▸ Image-backed grounding data
_ _ _ _ _ _ _

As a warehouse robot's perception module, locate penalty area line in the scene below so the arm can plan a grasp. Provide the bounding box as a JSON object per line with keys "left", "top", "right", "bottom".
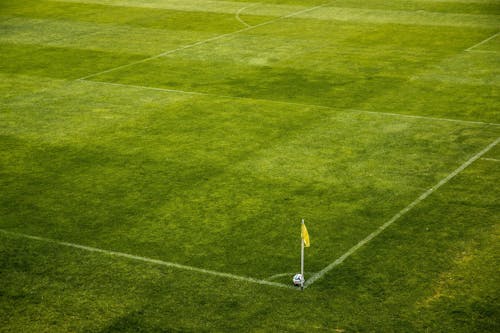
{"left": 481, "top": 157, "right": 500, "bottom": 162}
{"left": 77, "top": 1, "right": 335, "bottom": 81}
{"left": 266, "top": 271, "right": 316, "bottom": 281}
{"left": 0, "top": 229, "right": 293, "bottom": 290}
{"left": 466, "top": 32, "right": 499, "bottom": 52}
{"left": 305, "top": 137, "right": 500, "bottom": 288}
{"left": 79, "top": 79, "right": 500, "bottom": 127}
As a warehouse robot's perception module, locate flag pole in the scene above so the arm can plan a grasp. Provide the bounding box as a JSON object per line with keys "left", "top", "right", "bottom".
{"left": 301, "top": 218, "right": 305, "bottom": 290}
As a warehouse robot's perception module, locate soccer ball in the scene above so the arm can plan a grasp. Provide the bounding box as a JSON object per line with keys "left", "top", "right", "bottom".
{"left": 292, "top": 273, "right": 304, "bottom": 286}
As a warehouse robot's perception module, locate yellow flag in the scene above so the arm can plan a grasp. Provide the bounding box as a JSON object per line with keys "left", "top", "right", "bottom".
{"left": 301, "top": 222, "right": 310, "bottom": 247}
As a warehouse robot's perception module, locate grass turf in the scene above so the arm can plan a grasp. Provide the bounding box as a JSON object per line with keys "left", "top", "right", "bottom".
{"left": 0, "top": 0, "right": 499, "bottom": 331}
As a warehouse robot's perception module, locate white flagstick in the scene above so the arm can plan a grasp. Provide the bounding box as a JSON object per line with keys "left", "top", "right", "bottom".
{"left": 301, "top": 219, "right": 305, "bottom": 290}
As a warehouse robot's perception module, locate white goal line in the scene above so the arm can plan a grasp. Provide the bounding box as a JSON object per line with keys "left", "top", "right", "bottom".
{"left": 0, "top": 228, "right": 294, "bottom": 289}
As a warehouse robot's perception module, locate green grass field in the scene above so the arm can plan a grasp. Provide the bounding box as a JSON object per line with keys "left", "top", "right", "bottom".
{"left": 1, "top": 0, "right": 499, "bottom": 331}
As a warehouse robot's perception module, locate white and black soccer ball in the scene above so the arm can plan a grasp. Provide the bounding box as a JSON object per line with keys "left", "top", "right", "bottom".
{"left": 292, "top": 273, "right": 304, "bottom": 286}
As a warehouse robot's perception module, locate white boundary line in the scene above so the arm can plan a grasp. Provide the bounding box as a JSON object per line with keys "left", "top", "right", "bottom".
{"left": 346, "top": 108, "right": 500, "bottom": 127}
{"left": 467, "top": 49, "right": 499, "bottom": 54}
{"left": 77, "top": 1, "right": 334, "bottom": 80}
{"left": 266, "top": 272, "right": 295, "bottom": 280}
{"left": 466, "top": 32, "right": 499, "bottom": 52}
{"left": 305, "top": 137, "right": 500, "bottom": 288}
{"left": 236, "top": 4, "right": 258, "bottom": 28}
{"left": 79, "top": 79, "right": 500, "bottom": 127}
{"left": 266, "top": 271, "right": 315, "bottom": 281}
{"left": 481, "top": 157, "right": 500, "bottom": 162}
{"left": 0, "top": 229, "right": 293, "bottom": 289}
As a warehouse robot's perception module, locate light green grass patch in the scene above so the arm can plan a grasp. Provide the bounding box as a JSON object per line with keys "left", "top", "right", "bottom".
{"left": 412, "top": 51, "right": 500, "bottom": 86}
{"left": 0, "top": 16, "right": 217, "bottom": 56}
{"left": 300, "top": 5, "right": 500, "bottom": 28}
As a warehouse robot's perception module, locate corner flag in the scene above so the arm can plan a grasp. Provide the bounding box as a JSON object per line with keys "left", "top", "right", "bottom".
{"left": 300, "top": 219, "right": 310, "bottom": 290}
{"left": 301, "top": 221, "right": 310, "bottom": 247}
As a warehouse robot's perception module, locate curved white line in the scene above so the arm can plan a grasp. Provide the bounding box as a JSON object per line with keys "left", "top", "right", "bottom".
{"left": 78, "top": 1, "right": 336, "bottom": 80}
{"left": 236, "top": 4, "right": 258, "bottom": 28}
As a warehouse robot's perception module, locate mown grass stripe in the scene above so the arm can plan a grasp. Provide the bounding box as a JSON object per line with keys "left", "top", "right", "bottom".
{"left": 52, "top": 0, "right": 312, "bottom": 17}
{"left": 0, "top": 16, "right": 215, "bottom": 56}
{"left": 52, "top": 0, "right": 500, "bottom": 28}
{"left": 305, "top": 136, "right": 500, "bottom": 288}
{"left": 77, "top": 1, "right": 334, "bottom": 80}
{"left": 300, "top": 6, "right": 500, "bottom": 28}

_ _ _ _ _ _ _

▸ Work required
Return the records above in their entirety, word for word, with the pictures removed.

▸ Result
As a warehouse robot's perception module, locate penalty area line in the scene below so the arm can plan a grasp. Provide the bounding box as a JSON object per line with keys "left", "top", "right", "bottom".
{"left": 481, "top": 157, "right": 500, "bottom": 162}
{"left": 77, "top": 1, "right": 335, "bottom": 81}
{"left": 266, "top": 271, "right": 316, "bottom": 281}
{"left": 0, "top": 229, "right": 293, "bottom": 290}
{"left": 466, "top": 32, "right": 499, "bottom": 52}
{"left": 305, "top": 137, "right": 500, "bottom": 288}
{"left": 79, "top": 79, "right": 500, "bottom": 127}
As a warehouse robot's perception module, locate flag pole in the scene above so the arm can plan a grasp. Provide the bounding box as a JSON object per line with keys "left", "top", "right", "bottom".
{"left": 301, "top": 218, "right": 305, "bottom": 290}
As a warehouse robot's perception module, locate soccer ball in the scene above so the arm can plan a grasp. Provide the bounding box as a JSON object per line with keys "left", "top", "right", "bottom".
{"left": 292, "top": 273, "right": 304, "bottom": 286}
As a warehouse robot's perception module, locate yellow flag in the scene above so the arm can plan a grasp. Provide the bounding box as a JSON object per line with keys "left", "top", "right", "bottom".
{"left": 301, "top": 222, "right": 310, "bottom": 247}
As a warehouse robot's perception module, locate grass turf in the scene above so the arm can plan a grasp. Provide the bounding box as a JSON object per line with keys "left", "top", "right", "bottom".
{"left": 0, "top": 0, "right": 499, "bottom": 331}
As a warehouse robot's perception module, locate white flagstick in the scene above so the arm can plan a grasp. Provide the bounding box as a JSON object per line with keys "left", "top", "right", "bottom".
{"left": 301, "top": 219, "right": 305, "bottom": 290}
As a warehouse robot's perception module, locate white goal line in the scene above so the arm can plan a grasp. Provide the bounding box as a JSON object per line with keys "left", "top", "right", "bottom".
{"left": 0, "top": 228, "right": 294, "bottom": 289}
As a warehouse robot's perception module, locate green grass field in the scene above so the arm can plan a grasp. Provide the bounding box as a JSON object per line with keys "left", "top", "right", "bottom".
{"left": 1, "top": 0, "right": 499, "bottom": 331}
As a warehouse robot's perception module, locate white and black soccer ball in the scene above so the arm can plan a grasp. Provide the bounding box as a JSON object per line with keys "left", "top", "right", "bottom".
{"left": 292, "top": 273, "right": 304, "bottom": 286}
As a warehouse robot's perception module, locate white boundary line in the scene above so the arm can plan a grasp. Provide the bounding box as a JSON object per line with keys "left", "top", "right", "bottom".
{"left": 346, "top": 108, "right": 500, "bottom": 127}
{"left": 467, "top": 49, "right": 499, "bottom": 54}
{"left": 77, "top": 1, "right": 334, "bottom": 80}
{"left": 266, "top": 272, "right": 295, "bottom": 280}
{"left": 466, "top": 32, "right": 499, "bottom": 52}
{"left": 305, "top": 137, "right": 500, "bottom": 288}
{"left": 236, "top": 4, "right": 258, "bottom": 28}
{"left": 79, "top": 79, "right": 500, "bottom": 127}
{"left": 266, "top": 271, "right": 315, "bottom": 281}
{"left": 481, "top": 157, "right": 500, "bottom": 162}
{"left": 0, "top": 229, "right": 293, "bottom": 289}
As a warehouse robot's perception module, locate light green grass patch in the scene above so the arm can plan a grasp. Provide the bounding box as a JSON object per line with keys "left", "top", "right", "bottom".
{"left": 412, "top": 51, "right": 500, "bottom": 86}
{"left": 0, "top": 16, "right": 217, "bottom": 56}
{"left": 300, "top": 5, "right": 500, "bottom": 28}
As a warehouse robot's perception module, locate corner flag in the scene above so the arm can plan a grasp. Provide the bounding box as a JSON object per line with keys "left", "top", "right", "bottom".
{"left": 300, "top": 219, "right": 310, "bottom": 290}
{"left": 301, "top": 221, "right": 310, "bottom": 247}
As a warehouse robot's perception module, locate curved white line in the scene above so the arm can plan a grasp. Provide the bounding box as a JSON object per line with keys "left", "top", "right", "bottom".
{"left": 78, "top": 1, "right": 336, "bottom": 80}
{"left": 236, "top": 4, "right": 258, "bottom": 28}
As a warehouse robot's perception module, locate mown grass stripe in the scene above so the arm can plan a grasp. Provide the bounding box as a JSON object per line with keys "left", "top", "right", "bottom".
{"left": 52, "top": 0, "right": 312, "bottom": 17}
{"left": 0, "top": 16, "right": 215, "bottom": 56}
{"left": 52, "top": 0, "right": 500, "bottom": 28}
{"left": 305, "top": 136, "right": 500, "bottom": 288}
{"left": 77, "top": 1, "right": 334, "bottom": 80}
{"left": 300, "top": 6, "right": 500, "bottom": 28}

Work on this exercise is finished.